• [Texto de origem]
........

A Polícia Federal intimou a líder indígena Sonia Guajajara, da Articulação dos Povos Indígenas do Brasil (Apib), a prestar depoimento em um inquérito aberto em razão de documentário divulgado na internet que, segundo a Fundação Nacional do Índio (Funai), propaga “mentiras” contra o governo.
A informação foi divulgada nesta sexta-feira (30) pela revista “Época”. Vinculada ao Ministério da Justiça — ao qual também é subordinada a Polícia Federal —, a Funai é a autora do pedido de investigação da Apib.
O inquérito foi aberto em 19 de março pelo delegado Francisco Vicente Badenes Junior. Ele tomou como base documentação e vídeos enviados pela Funai em 7 de outubro do ano passado, por meio de ofício assinado pelo presidente da fundação, Marcelo Augusto Xavier da Silva, e dirigido ao então diretor-geral da Polícia Federal, Rolando Alexandre de Sousa.
Coordenadora da Apib, Sonia Guajajara foi intimada na última terça-feira (27). O depoimento estava marcado para esta quinta-feira (29), em Brasília, mas, segundo registros da Polícia Federal, o advogado da líder indígena informou que ela não se encontrava na capital federal e que, por isso, iria fazer um requerimento solicitando alteração da data.
“A perseguição desse governo é inaceitável e absurda! Eles não nos calarão!”, escreveu Sonia Guajajara em uma rede social.Em nota, a Apib afirmou que a intimação foi uma forma de “criminalizar o movimento indígena“.
“O governo busca intimidar os povos indígenas em uma nítida tentativa de cercear nossa liberdade de expressão, que é a ferramenta mais importante para denunciar as violações de direitos humanos. Atualmente, mais da metade dos povos indígenas foram diretamente atingidos pela Covid-19, com mais de 53 mil casos confirmados e 1.059 mortos“, diz a nota da entidade.
O pedido da Funai
No documentário, uma webserie em oito episódios intitulada “Maracá”, a Apib aponta violações de direitos dos povos indígenas pelo governo federal durante a pandemia da Covid-19. De acordo com a entidade, o governo promove “genocídio indígena”.
“Trata-se de uma série de oito vídeos, com título “Agora é a Vez do Maracá”, divulgada como uma mobilização nacional e internacional em prol dos povos indígenas do Brasil durante a pandemia, com divulgação de diversas informações torcidas e tendenciosas, de forma a deformar a verdade dos fatos, acusando o governo federal de total abandono aos indígenas, além de diversas outras acusações graves”, afirma o presidente da Funai no documento enviado à PF.
No ofício, a Funai fala em “campanha de calúnia e difamação” por suposta divulgação de informações falsas sobre o número de indígenas doentes e mortos e aponta “possível cometimento de calúnia e difusão de fake news e estelionato”.
De acordo com a fundação, “as referidas ‘fake news’ aparentam ter como intuito levar vítimas a eventuais prejuízos financeiros, podendo ser enquadrada no crime de estelionato (art. 171, CP), posto que busca vantagem ilícita em prejuízo alheio, ao difundir mentiras para arrecadar fundos”.

........

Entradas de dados
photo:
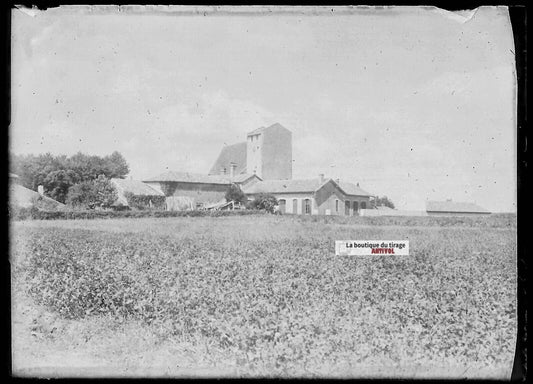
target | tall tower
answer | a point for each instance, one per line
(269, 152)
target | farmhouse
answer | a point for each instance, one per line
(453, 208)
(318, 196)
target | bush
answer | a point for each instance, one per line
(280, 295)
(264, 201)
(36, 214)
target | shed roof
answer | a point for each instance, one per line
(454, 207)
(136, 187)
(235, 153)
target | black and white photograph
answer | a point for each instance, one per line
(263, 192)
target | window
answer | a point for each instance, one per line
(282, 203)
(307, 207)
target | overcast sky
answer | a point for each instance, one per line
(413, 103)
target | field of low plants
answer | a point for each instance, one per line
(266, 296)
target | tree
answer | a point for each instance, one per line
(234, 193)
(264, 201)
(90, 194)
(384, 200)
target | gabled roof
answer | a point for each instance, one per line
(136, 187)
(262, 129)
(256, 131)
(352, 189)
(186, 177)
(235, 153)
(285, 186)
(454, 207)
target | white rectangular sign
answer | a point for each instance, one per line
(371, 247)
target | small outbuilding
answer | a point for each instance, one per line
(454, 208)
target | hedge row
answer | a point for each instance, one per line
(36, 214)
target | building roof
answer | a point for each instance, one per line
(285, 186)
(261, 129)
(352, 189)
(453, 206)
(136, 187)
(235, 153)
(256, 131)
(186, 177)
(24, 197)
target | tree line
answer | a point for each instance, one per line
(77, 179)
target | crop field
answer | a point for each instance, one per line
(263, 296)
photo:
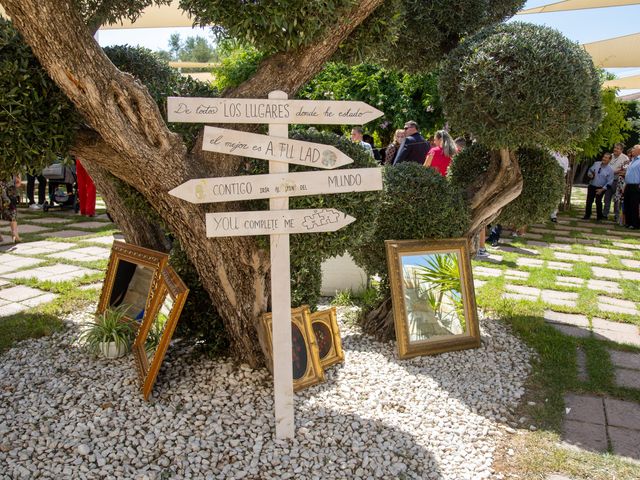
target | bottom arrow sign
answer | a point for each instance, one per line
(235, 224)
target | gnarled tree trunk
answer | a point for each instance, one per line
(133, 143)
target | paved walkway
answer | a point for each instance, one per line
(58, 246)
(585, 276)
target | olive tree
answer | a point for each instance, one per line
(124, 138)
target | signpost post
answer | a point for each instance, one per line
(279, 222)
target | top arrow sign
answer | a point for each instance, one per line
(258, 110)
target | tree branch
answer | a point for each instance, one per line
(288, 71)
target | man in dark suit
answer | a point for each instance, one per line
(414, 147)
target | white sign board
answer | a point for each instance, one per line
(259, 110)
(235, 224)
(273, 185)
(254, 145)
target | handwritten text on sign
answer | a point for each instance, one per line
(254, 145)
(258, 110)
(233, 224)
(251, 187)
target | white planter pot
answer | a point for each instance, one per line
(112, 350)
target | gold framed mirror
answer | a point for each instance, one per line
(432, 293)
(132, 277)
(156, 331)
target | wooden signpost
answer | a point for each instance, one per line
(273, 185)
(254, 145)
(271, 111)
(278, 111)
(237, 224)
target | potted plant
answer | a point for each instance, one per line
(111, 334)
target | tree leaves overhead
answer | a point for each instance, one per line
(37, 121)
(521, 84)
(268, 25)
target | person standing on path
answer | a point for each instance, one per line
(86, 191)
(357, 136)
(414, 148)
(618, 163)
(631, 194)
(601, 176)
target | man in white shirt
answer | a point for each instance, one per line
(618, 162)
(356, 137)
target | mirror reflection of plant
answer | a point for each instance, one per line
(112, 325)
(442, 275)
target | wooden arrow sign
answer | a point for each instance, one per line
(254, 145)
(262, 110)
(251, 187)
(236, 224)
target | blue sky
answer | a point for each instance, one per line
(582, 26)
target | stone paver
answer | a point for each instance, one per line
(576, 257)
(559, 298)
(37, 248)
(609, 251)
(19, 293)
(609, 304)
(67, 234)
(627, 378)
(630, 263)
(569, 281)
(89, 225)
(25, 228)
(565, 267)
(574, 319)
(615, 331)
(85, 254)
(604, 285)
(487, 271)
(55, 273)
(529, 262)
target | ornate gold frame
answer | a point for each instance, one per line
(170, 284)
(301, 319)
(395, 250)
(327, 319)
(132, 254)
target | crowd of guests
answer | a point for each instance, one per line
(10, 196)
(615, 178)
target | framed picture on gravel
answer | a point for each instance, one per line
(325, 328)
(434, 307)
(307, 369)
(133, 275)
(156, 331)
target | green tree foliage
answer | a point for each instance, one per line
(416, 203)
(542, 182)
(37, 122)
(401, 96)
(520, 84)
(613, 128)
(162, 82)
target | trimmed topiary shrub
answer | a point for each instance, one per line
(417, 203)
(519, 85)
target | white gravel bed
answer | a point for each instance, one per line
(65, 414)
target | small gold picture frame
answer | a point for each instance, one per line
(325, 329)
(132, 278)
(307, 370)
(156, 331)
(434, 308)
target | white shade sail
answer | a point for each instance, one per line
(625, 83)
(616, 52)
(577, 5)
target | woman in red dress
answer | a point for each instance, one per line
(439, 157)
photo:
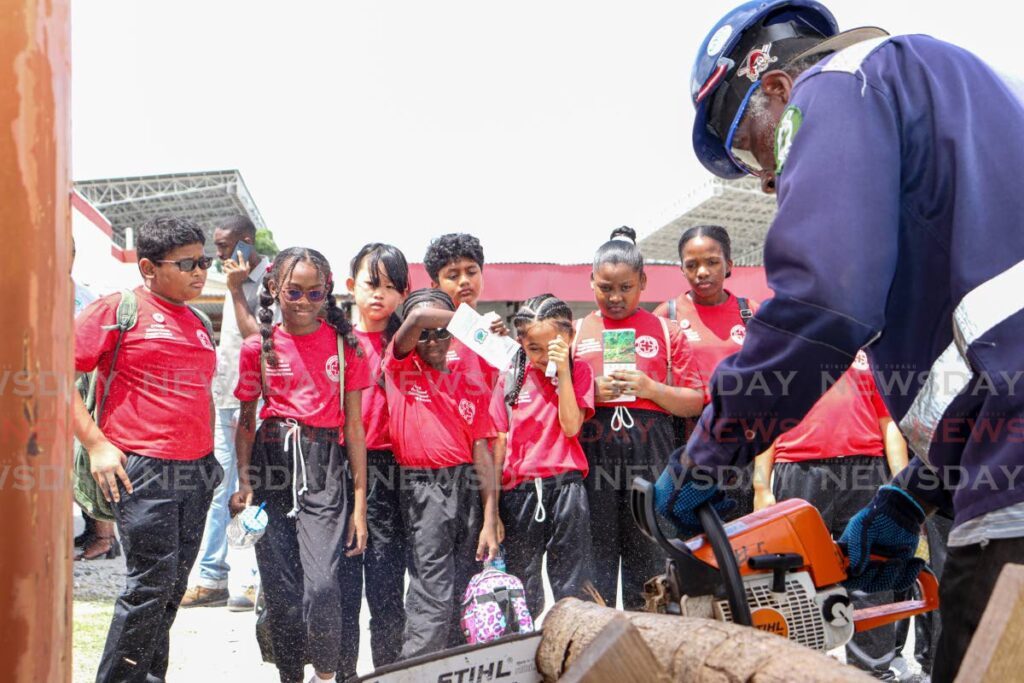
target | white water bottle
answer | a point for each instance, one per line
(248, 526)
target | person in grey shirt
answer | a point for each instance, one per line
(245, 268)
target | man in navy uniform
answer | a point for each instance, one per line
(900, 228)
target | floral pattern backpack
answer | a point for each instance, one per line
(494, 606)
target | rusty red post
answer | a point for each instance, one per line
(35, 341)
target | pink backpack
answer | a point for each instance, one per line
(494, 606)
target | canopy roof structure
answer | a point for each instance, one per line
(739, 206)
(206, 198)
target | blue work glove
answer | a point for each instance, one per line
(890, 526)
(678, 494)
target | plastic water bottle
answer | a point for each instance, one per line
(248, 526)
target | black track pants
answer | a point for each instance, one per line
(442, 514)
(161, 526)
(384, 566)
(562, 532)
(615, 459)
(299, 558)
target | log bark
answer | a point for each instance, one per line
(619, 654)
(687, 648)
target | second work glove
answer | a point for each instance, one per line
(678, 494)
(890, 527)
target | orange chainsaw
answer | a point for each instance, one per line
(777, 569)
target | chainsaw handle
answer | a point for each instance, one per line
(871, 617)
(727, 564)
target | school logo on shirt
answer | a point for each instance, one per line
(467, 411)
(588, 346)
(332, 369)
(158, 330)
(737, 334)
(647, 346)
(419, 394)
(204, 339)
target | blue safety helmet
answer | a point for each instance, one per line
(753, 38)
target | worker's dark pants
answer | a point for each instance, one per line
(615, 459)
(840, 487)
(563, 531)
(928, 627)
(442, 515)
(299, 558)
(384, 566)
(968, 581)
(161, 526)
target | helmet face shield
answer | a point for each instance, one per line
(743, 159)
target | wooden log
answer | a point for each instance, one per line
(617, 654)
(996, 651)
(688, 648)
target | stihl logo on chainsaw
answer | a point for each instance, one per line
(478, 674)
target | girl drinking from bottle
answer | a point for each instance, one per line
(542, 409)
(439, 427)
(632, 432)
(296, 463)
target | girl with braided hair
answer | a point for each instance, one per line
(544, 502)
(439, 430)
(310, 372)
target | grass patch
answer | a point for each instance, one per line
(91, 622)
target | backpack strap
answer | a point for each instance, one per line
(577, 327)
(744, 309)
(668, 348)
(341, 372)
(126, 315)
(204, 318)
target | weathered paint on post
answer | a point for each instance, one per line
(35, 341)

........

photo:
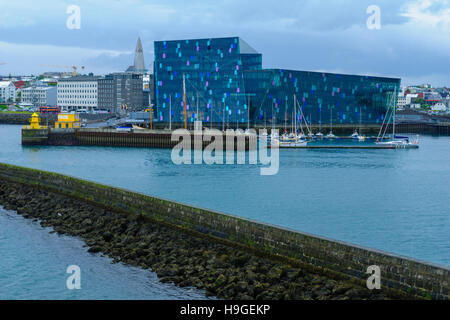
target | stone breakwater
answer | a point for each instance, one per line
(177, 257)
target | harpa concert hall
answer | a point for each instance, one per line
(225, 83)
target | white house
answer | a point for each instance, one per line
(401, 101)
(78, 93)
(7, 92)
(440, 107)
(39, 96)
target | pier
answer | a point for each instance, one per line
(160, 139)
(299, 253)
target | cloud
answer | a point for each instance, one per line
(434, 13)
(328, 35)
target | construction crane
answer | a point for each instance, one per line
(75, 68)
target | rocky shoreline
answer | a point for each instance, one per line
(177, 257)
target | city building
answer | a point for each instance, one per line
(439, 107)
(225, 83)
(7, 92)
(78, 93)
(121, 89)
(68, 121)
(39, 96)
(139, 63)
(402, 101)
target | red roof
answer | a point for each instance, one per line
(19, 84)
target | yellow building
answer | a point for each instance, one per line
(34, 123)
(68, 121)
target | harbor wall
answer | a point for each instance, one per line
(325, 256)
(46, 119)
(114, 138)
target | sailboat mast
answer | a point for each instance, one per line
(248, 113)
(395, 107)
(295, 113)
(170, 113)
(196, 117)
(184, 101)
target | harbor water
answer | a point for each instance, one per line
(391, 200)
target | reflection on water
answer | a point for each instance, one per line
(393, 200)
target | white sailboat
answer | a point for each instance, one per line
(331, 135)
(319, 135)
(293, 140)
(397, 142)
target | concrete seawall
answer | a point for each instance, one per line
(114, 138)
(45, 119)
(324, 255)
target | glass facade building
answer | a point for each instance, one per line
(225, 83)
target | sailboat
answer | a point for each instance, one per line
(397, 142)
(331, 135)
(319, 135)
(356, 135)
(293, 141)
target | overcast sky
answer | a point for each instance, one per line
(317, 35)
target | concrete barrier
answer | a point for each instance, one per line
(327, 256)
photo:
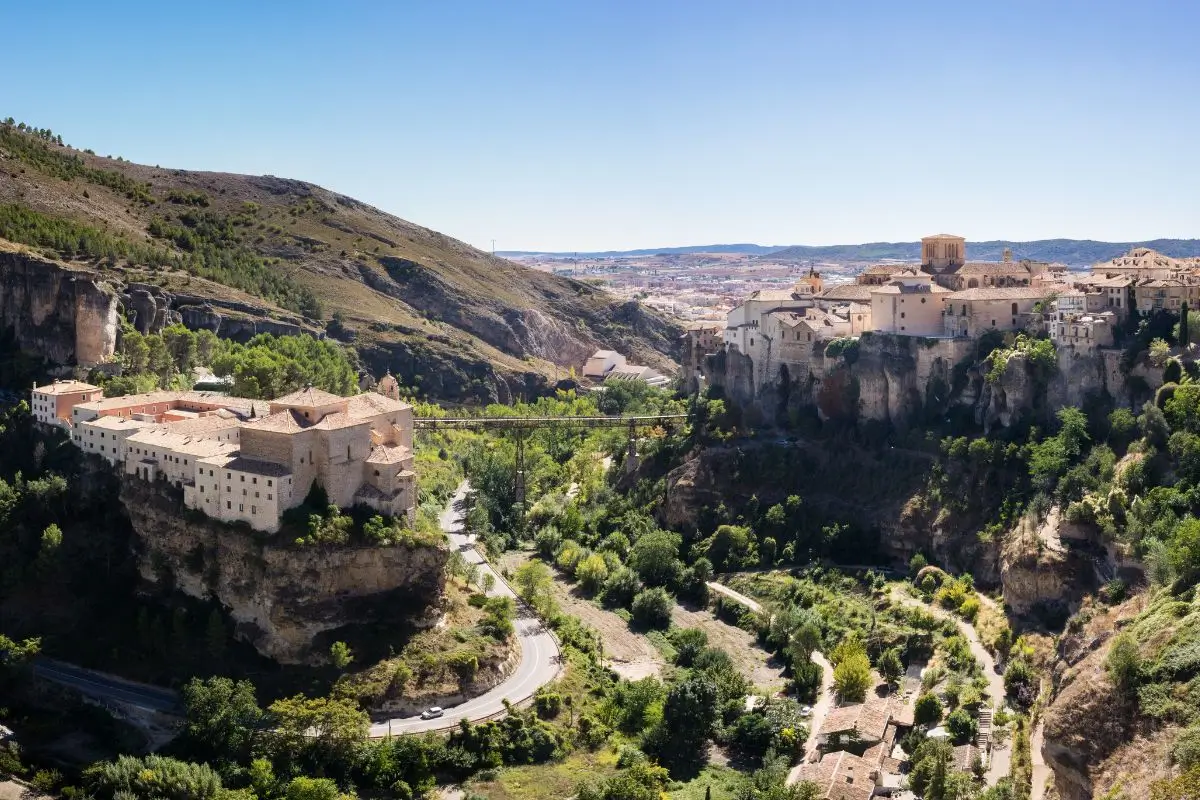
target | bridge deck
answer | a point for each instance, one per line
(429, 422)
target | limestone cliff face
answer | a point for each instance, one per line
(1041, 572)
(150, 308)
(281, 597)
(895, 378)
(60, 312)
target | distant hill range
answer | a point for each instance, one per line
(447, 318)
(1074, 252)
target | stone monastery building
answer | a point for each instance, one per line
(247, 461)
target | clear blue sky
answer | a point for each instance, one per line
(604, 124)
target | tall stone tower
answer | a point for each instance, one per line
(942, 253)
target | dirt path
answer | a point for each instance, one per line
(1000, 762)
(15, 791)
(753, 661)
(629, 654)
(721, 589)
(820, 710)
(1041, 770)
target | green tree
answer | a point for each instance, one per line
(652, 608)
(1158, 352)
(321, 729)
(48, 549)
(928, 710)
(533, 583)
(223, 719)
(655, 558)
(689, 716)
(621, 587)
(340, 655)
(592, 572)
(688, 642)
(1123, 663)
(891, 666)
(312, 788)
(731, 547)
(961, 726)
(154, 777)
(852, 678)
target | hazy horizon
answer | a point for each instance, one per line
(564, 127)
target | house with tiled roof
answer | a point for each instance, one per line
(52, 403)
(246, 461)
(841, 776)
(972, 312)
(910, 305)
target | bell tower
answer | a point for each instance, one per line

........

De acordo com o texto de origem sobre a intimação de Sonia Guajajara, quantos episódios tem a websérie "Maracá"?

• [Resposta esperada] Oito episódios.